Ao mesmo tempo, porém, teve que enfrentar dois fatos inesperados e inaceitáveis. Na primeira grande guerra na Rússia foi realizada a primeira revolução a receber a denominação de socialista. E, no período que se seguiu ao término da segunda guerra mundial, na China ocorreu uma revolução democrática e popular, de tendência socialista.

A rigor, a Rússia e a China sequer haviam completado sua transição do feudalismo para o capitalismo. Suas forças produtivas eram extremamente atrasadas, seus mercados internos incapazes de atender às demandas sociais e suas relações de produção assalariadas entremeadas por relações feudais. Nessas condições, a suposição de que o socialismo somente seria capaz de realizar-se em países capitalistas desenvolvidos, cuja missão histórica estivesse completada, sofreu a primeira contraprova.

Na Rússia, Lenin foi o primeiro a notar que, nessas condições de atraso, sua revolução socialista se via compelida a completar a missão histórica que devia caber ao capitalismo (desenvolvimento das forças produtivas a ponto de atenderem a todas as necessidades sociais). O que só seria possível se o socialismo continuasse utilizando, por algum tempo, o mercado como arena de movimento das relações de produção e das forças produtivas.

Ou seja, seu novo Estado socialista não estava em condições de simplesmente organizar a transição da propriedade privada para a propriedade social, como haviam sugerido os antigos socialistas científicos. Sua capacidade produtiva ainda não era capaz de atender a todas as demandas sociais. Em consequência, teria que atuar, por um tempo indeterminado, não só como instrumento de defesa dessa perspectiva, mas também como orientador do mercado no desenvolvimento das forças produtivas e como árbitro da luta de classes.

Material fornecido:
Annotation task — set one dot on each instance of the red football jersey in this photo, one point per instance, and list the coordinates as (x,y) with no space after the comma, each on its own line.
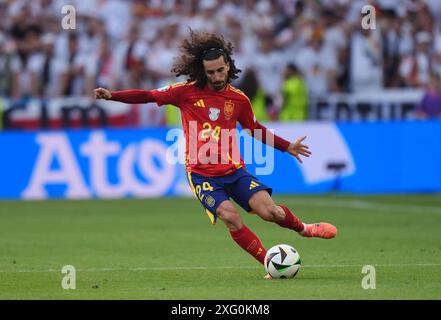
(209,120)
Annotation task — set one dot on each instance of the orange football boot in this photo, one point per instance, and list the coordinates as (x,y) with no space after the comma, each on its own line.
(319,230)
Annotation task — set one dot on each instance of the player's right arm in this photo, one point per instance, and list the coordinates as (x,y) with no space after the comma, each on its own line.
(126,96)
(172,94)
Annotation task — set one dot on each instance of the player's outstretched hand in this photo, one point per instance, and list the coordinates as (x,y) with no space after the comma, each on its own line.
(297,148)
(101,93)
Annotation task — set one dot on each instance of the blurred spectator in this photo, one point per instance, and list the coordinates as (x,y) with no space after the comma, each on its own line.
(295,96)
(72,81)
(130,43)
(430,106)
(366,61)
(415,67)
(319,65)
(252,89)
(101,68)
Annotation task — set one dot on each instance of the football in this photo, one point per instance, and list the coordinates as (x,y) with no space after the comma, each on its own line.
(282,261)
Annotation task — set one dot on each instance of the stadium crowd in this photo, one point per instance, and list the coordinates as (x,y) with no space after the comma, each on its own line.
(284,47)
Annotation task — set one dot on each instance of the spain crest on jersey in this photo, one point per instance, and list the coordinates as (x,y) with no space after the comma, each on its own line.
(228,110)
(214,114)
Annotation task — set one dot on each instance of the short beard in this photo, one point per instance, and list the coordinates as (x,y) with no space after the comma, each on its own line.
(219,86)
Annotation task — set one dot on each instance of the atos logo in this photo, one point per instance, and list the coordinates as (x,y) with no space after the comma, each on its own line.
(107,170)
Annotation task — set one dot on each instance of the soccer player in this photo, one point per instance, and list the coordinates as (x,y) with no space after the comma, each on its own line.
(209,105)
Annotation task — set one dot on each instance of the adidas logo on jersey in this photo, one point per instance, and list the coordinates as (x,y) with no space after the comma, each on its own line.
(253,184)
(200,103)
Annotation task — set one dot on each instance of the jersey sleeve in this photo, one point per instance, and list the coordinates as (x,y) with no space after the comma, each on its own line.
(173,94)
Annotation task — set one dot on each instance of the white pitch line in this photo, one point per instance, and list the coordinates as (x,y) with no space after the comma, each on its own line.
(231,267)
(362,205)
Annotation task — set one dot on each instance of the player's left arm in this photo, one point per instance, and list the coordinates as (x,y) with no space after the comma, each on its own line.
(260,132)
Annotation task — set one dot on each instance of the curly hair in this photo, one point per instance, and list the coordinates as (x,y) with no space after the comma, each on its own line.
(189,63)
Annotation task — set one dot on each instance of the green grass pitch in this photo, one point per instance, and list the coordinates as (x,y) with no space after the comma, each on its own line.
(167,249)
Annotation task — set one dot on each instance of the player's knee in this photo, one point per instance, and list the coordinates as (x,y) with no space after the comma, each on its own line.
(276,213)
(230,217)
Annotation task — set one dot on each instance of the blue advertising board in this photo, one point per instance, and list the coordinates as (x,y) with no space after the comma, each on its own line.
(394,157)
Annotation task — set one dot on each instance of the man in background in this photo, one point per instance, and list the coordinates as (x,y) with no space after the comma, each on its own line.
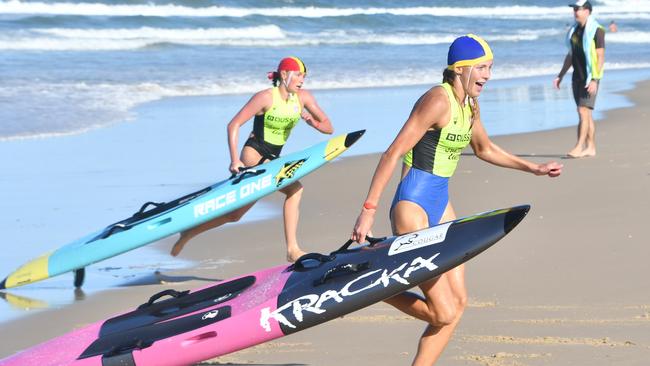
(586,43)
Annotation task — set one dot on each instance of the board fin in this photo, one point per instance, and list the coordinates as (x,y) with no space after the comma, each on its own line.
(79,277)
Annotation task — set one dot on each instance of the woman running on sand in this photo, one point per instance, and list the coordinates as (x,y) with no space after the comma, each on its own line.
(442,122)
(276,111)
...
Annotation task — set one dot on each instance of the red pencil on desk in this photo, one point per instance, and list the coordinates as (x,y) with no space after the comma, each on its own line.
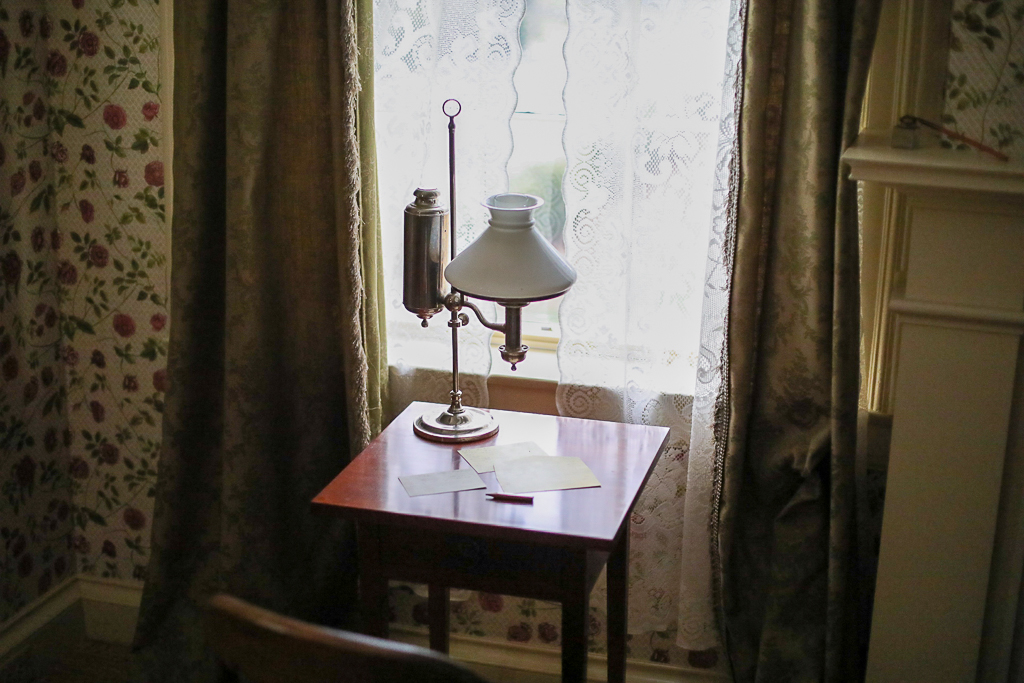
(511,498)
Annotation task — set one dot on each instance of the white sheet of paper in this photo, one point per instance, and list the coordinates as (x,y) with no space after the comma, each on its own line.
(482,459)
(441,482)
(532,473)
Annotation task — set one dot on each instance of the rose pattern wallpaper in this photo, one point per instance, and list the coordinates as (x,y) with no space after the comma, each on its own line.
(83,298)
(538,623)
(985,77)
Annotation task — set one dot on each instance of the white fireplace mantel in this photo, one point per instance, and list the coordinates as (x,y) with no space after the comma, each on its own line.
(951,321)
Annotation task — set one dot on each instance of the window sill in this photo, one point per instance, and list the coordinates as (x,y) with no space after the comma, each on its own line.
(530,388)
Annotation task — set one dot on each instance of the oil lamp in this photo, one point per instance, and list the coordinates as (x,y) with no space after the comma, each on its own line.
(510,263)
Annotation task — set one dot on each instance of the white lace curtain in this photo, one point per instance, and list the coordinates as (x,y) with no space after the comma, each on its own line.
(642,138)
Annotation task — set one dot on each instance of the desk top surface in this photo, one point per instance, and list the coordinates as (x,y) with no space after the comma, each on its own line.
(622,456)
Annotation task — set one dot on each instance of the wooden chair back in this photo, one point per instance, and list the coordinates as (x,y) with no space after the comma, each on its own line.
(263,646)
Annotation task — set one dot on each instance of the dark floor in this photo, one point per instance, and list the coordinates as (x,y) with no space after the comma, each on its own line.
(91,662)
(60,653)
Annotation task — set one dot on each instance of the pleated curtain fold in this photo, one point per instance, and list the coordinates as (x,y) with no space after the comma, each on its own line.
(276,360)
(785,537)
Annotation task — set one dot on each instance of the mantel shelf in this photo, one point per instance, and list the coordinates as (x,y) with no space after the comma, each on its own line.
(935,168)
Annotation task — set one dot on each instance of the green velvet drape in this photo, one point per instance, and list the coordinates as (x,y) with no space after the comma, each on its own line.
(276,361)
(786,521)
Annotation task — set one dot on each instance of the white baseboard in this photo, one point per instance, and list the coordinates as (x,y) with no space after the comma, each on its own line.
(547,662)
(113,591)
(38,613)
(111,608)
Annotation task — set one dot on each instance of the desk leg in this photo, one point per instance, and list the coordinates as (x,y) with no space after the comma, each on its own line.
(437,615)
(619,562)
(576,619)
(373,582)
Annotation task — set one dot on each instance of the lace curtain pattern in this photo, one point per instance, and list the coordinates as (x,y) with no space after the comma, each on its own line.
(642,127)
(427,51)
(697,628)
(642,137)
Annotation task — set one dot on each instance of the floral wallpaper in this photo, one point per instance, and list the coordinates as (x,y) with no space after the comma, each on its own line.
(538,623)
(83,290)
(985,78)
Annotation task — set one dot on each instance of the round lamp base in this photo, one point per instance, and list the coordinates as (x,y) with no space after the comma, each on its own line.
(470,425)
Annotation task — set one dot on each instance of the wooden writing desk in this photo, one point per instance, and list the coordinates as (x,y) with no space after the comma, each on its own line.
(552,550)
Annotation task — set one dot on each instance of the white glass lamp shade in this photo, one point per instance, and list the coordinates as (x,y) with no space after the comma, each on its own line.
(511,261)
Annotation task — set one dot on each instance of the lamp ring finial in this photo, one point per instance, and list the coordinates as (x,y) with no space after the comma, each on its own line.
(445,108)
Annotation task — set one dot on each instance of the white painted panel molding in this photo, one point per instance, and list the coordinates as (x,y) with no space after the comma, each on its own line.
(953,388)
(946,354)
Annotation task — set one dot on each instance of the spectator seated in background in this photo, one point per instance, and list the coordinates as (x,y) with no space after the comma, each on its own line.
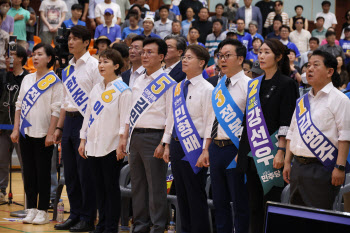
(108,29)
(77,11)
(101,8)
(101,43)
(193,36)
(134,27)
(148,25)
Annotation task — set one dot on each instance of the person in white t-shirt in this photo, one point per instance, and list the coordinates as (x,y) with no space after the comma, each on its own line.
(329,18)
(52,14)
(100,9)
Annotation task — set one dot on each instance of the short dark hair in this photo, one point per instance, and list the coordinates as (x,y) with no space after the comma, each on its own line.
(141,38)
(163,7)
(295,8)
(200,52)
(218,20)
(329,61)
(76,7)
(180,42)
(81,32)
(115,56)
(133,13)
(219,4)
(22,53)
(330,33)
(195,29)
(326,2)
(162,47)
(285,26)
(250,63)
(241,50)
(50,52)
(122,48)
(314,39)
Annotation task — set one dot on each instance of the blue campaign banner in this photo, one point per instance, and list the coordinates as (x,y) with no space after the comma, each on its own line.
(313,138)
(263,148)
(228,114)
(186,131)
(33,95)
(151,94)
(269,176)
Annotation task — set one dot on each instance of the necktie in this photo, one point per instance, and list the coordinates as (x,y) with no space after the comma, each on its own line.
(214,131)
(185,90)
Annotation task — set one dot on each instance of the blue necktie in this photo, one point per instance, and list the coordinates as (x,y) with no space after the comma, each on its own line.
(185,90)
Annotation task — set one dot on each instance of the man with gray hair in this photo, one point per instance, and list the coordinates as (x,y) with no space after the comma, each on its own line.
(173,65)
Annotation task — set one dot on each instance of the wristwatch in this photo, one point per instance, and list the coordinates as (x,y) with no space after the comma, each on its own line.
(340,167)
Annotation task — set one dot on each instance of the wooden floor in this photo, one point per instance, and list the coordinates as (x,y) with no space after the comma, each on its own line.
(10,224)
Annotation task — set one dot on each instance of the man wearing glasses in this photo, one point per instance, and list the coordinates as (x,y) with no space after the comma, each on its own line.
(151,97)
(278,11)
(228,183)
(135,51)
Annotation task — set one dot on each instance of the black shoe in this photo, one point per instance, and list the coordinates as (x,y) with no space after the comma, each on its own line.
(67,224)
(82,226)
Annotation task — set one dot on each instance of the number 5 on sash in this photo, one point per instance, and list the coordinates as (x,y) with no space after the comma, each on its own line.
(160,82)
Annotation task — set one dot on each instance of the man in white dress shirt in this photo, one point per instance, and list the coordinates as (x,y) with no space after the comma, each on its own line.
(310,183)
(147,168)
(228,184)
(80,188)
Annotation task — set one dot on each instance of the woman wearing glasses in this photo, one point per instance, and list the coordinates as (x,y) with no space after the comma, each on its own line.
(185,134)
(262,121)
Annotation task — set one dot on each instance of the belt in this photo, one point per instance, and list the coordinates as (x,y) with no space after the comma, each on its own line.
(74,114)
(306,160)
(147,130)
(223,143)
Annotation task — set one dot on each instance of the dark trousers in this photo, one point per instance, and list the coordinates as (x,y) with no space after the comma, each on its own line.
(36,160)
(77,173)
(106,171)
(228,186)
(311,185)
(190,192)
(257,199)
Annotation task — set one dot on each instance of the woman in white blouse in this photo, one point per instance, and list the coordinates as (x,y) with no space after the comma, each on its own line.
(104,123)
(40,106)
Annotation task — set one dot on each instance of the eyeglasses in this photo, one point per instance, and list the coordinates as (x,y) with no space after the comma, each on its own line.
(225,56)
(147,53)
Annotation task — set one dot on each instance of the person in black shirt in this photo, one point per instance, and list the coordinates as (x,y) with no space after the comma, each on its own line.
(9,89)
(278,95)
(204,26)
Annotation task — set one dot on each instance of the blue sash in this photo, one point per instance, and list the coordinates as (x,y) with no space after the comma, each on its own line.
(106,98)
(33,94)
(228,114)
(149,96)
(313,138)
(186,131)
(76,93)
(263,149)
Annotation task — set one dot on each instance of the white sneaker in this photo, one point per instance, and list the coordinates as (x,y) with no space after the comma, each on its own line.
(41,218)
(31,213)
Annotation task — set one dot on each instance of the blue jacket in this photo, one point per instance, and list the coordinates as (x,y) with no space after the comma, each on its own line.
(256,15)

O que fazer:
• 1. Verta para o inglês a seguinte frase do texto sobre as revoluções na Rússia e na China: "Suas forças produtivas eram extremamente atrasadas, seus mercados internos incapazes de atender às demandas sociais e suas relações de produção assalariadas entremeadas por relações feudais."
• 2. Prossiga o texto sobre as revoluções na Rússia e na China a partir da última frase apresentada.

Resultados finais:
• 1. Their productive forces were extremely backward, their domestic markets incapable of meeting social demands, and their wage-based relations of production interwoven with feudal relations.

• 2.
A admissão da reforma agrária burguesa pela revolução de 1917 havia sido o primeiro indício dessa constatação. E a NEP soviética, ou Nova Política Econômica, foi o reconhecimento de que seria necessário combinar, em cooperação e luta, formas e relações de propriedade capitalistas com formas e relações de propriedade socialista, de modo a esgotar as possibilidades históricas capitalistas e criar as condições para uma nova formação histórica em que a propriedade privada fosse abolida.

Ou seja, nas condições dadas, de atraso no desenvolvimento capitalista, esvaia-se a suposição de que a transição socialista seria apenas o curto período de passagem da propriedade privada para a propriedade social, da superação do mercado como ambiente principal de circulação dos bens, e de liquidação do Estado como principal instrumento de opressão política e social.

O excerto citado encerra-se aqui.